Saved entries
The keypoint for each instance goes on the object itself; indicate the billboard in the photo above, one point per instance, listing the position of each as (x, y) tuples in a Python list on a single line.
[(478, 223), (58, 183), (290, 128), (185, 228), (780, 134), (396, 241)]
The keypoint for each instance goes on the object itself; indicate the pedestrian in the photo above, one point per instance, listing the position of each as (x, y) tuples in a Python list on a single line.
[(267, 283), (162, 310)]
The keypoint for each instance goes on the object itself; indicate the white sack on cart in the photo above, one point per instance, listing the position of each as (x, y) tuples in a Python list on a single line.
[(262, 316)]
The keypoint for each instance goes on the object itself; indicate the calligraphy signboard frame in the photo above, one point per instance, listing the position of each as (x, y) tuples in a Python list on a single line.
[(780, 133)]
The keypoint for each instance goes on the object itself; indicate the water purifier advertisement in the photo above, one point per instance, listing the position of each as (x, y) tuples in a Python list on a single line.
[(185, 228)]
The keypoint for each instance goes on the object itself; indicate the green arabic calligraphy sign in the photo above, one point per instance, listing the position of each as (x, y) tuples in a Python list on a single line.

## [Problem statement]
Please repeat each entry. Keep every word the same.

## [Answer to this exercise]
The keypoint for each instance goes on the object itself; indicate the billboard in the photo above, one point per instance, listing the position of each as (x, y) tuples in a Python list on a single line.
[(478, 223), (58, 183), (290, 128), (185, 228), (780, 134), (396, 241)]
The keypoint for each instance goes on the object itself; indicate the pedestrian in the photo above, one point per instance, listing the position of each as (x, y) tuples in a Python list on a single line.
[(267, 283), (162, 310)]
The keypoint for each instance goes on the object itself; indicate the white sack on cart in the photo above, one point per instance, listing the position of each as (x, y) tuples in a Python list on a single line.
[(262, 316)]
The keypoint for each instance goes on the object itself; indicate the calligraphy signboard frame in the photo above, one point per instance, listing the position of each as (x, y) tuples in a Python list on a single line.
[(780, 133)]
The keypoint for each instance goes on the object itself; indicate the water purifier advertisement in the photo above, one point per instance, listing the position of each as (x, y) tuples in a Python list on a single line.
[(185, 228)]
The keypoint for each instance goes on the object itself; indicate the green arabic calligraphy sign in the photo above, one point per instance, listing the position of each as (x, y) tuples in a Python list on a single line.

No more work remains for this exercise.